▶ [Reading text]:
The prompt instructs Gemini to inspect:

  • face boundary artifacts
  • lighting and shadow inconsistencies
  • unnatural skin texture
  • distorted eyes, teeth, ears, hair, glasses, and jewelry
  • lip-sync mismatch
  • blinking and gaze anomalies
  • temporal flicker
  • compression artifacts
  • metadata inconsistencies
  • low-quality media false positives

Detector model choice

The default local detector is xRayon/convnext-ai-images-detector. It was selected over older ViT and SigLIP detectors because its model card describes training on about 400k real-vs-AI images plus continual learning for newer generators, including DALL-E 3, Flux, SDXL, SD3.5, and Midjourney V6. Its card reports a 90.40% fake detection rate on an out-of-distribution EvalGen set.

The smaller standard Transformers fallback is prithivMLmods/deepfake-detector-model-v1, which is easier to deploy but less targeted to the app's clean AI-generated image failure case.

The detector is optional. If dependencies are missing, model loading fails, or HF_DETECTOR_ENABLED=false, the app still runs the Gemini analysis without the local classifier signal.

Tech stack

  • Python 3.10+
  • FastAPI
  • Google Gemini via google-genai
  • Hugging Face Transformers, timm, and TorchVision for the optional local detector
  • Pydantic
  • OpenCV
  • Pillow
  • NumPy
  • Pytest

Quickstart

cd deepfake-analyzer
python3 -m venv .venv
source .venv/bin/activate
pip install -r requirements.txt

Create a Gemini API key in Google AI Studio, then configure it locally:

cp .env.example .env

Set:

GEMINI_API_KEY=your_real_key_here

Optional fallback models can be configured for temporary Gemini overload or rate-limit failures:

GEMINI_FALLBACK_MODELS=gemini-2.5-flash,gemini-2.5-flash-lite

The Hugging Face detector is optional because the default xRayon checkpoint and PyTorch stack are too large for small serverless bundles. To enable it locally, install the detector extras and turn it on in .env:

pip install -r requirements-detector.txt

The default detector is xRayon/convnext-ai-images-detector. It was chosen because its model card describes newer training coverage for modern generators such as DALL-E 3, Flux, SDXL, SD3.5, and Midjourney V6. The first detector request downloads its checkpoint, which is roughly 1.05 GB in the Hugging Face cache.

HF_DETECTOR_ENABLED=true
HF_DETECTOR_MODEL=xRayon/convnext-ai-images-detector
HF_DETECTOR_VIDEO_FRAMES=8
HF_DETECTOR_FAKE_THRESHOLD=0.55

For a smaller standard Transformers fallback, set:

HF_DETECTOR_MODEL=prithivMLmods/deepfake-detector-model-v1

Never hard-code or commit your API key.

▶ [Task to carry out]:
According to the deepfake analyzer text, how large is the checkpoint that the default detector downloads on its first request? The records below have no connection to the deepfake analyzer text above.

Stored items:
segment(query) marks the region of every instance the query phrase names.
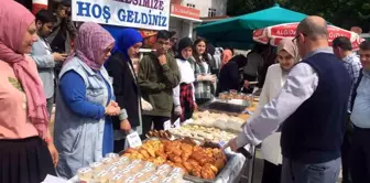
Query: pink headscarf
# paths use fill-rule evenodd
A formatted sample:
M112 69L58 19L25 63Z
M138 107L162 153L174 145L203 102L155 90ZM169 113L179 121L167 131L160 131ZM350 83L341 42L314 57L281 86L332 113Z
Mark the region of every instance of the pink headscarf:
M225 50L224 52L222 52L222 62L221 62L221 67L226 64L226 63L228 63L230 60L231 60L231 57L232 57L232 52L230 51L230 50Z
M13 67L26 96L28 117L37 129L39 136L45 139L48 115L43 86L37 73L30 72L24 53L20 53L23 37L34 21L34 15L15 1L1 0L0 19L0 60Z
M106 49L112 43L115 43L115 39L108 31L97 23L86 22L78 30L75 52L69 55L64 64L77 56L91 69L99 71L102 64L97 61L104 56Z

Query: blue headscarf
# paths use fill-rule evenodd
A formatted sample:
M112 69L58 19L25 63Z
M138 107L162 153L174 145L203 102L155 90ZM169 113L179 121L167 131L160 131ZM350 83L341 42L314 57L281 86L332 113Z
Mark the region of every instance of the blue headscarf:
M130 28L119 31L116 36L116 44L112 54L121 52L124 57L129 60L130 56L128 54L128 50L139 42L143 42L143 37L139 31Z

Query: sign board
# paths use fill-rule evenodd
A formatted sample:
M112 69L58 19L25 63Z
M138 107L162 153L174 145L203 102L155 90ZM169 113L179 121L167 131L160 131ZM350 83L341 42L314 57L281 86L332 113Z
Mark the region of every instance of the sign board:
M141 142L141 139L138 132L132 132L128 134L126 139L130 148L138 148L142 146L142 142Z
M168 0L72 0L72 20L168 30Z
M171 14L184 18L197 19L200 18L200 11L194 8L183 7L181 4L171 4Z
M163 123L163 129L164 130L170 130L171 129L171 121L170 120L167 120Z

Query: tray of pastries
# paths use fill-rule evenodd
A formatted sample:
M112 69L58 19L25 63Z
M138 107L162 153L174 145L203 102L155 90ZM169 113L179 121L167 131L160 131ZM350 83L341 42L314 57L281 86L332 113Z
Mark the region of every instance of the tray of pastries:
M197 125L184 125L178 129L170 129L170 132L174 137L192 138L200 142L208 141L217 144L219 142L228 142L237 137L236 132Z
M221 130L235 131L236 133L241 131L241 126L246 122L246 119L230 116L227 114L198 111L194 112L193 120L188 123L204 126L204 127L215 127Z
M122 157L151 162L155 165L179 168L184 180L213 182L227 164L228 158L219 148L198 146L192 139L150 139L142 147L128 149Z

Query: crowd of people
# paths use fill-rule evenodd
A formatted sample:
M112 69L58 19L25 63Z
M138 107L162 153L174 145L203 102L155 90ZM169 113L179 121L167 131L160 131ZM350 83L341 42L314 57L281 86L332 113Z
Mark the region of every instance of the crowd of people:
M251 82L262 88L260 104L225 148L262 143L263 183L335 183L340 166L344 182L370 182L370 42L356 53L339 36L329 47L326 21L308 17L276 54L257 45L233 55L163 30L135 62L143 45L137 30L113 37L92 22L77 29L69 12L61 3L34 17L0 2L0 182L70 179L121 152L128 134L145 139L220 93L253 93Z

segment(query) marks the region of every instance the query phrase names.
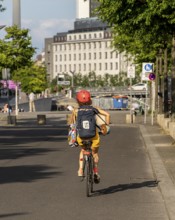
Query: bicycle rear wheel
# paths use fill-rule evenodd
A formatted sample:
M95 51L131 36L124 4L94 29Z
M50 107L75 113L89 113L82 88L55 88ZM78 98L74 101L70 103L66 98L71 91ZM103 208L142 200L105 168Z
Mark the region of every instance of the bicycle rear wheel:
M86 196L90 197L93 192L93 164L89 157L86 163Z

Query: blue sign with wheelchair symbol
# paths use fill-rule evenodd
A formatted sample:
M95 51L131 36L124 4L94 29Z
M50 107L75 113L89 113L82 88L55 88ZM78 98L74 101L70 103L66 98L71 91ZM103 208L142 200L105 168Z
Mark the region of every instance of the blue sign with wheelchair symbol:
M144 69L145 69L146 72L152 71L153 70L153 64L151 64L151 63L145 64Z

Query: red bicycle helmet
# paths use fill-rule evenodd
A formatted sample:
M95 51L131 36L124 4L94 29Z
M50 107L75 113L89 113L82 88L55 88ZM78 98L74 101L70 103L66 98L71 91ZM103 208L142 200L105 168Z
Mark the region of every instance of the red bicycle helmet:
M77 93L77 101L81 103L87 103L91 101L91 94L87 90L81 90Z

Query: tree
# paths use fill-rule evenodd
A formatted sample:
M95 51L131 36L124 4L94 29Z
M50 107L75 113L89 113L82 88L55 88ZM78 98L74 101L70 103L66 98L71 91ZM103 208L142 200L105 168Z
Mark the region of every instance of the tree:
M135 57L136 63L155 62L160 51L170 51L175 47L175 2L168 0L98 0L98 16L112 27L114 46ZM172 45L172 42L174 45ZM162 55L161 55L162 56ZM171 53L169 53L170 60ZM162 57L160 62L162 63ZM172 112L175 112L175 50L172 66ZM157 66L158 68L158 66ZM159 72L156 80L159 80ZM167 67L164 68L167 75ZM165 77L165 76L164 76ZM156 106L157 108L157 106Z
M32 66L35 48L31 45L28 29L19 29L16 25L5 28L7 34L0 40L0 66L13 71Z
M0 0L0 2L3 2L3 0ZM0 3L0 12L4 11L5 8L3 7L3 5Z
M20 82L22 91L26 93L41 93L47 88L46 69L41 66L15 70L13 80Z

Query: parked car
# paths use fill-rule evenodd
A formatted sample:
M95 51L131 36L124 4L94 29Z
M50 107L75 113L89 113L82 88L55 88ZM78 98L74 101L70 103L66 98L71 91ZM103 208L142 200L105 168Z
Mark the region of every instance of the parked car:
M130 87L128 89L130 89ZM131 89L132 90L147 90L147 84L146 83L137 83L135 85L132 85Z

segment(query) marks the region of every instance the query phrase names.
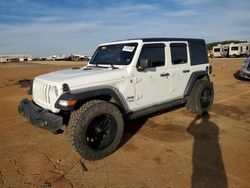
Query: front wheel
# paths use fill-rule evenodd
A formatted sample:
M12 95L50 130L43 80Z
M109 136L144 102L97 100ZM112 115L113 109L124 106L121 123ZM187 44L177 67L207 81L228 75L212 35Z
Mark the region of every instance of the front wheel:
M124 122L115 105L93 100L72 112L67 129L74 149L88 160L98 160L117 149Z
M210 110L214 99L213 84L208 80L197 80L186 107L189 111L202 115Z

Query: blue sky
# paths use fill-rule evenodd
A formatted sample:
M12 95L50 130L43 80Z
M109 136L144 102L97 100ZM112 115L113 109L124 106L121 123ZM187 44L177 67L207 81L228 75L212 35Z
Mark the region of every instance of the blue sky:
M0 0L0 54L92 55L140 37L250 40L249 0Z

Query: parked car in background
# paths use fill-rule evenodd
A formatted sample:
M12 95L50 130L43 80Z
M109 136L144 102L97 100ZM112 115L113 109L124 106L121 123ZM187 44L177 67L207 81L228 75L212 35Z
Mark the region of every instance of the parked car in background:
M245 78L245 79L250 80L250 57L248 57L244 61L243 65L242 65L242 67L240 69L239 76L241 78Z

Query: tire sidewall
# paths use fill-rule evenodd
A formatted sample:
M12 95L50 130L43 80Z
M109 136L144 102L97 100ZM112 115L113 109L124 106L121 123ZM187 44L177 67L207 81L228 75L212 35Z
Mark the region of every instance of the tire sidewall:
M89 147L86 141L86 131L90 122L101 114L108 114L114 118L116 121L116 136L112 143L102 149L102 150L94 150ZM79 117L78 128L75 129L75 144L80 147L79 153L84 156L86 159L95 160L99 158L103 158L109 154L111 154L119 145L120 140L123 135L124 123L119 110L112 104L107 102L101 102L93 105L91 108L86 109L86 111L81 114Z
M198 114L203 114L205 112L208 112L211 107L212 107L212 104L213 104L213 98L214 98L214 90L213 90L213 86L211 84L211 82L209 81L206 81L206 80L201 80L197 83L197 87L196 87L196 110L198 112ZM204 108L202 107L201 105L201 96L202 96L202 93L205 89L209 89L210 90L210 94L211 94L211 99L210 99L210 103L209 105Z

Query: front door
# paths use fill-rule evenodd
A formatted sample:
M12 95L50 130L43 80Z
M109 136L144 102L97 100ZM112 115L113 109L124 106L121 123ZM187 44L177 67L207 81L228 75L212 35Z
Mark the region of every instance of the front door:
M140 108L162 103L169 99L169 73L166 69L165 44L144 44L135 72L136 104ZM140 70L140 62L149 65Z

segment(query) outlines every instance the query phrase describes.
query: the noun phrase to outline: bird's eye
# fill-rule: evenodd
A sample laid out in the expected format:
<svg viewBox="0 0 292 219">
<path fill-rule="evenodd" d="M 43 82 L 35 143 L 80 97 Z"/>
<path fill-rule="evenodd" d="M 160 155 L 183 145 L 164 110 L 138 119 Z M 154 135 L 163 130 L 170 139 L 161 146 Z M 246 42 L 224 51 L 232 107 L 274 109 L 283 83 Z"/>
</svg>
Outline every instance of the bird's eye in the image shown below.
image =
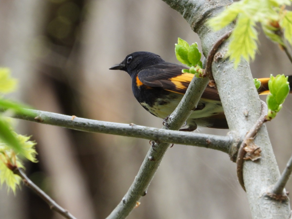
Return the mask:
<svg viewBox="0 0 292 219">
<path fill-rule="evenodd" d="M 127 63 L 128 64 L 131 62 L 131 61 L 132 61 L 132 58 L 133 58 L 130 55 L 129 56 L 128 56 L 127 58 Z"/>
</svg>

▶ [Problem solution]:
Roughly 1.05 GB in the Hugging Face cache.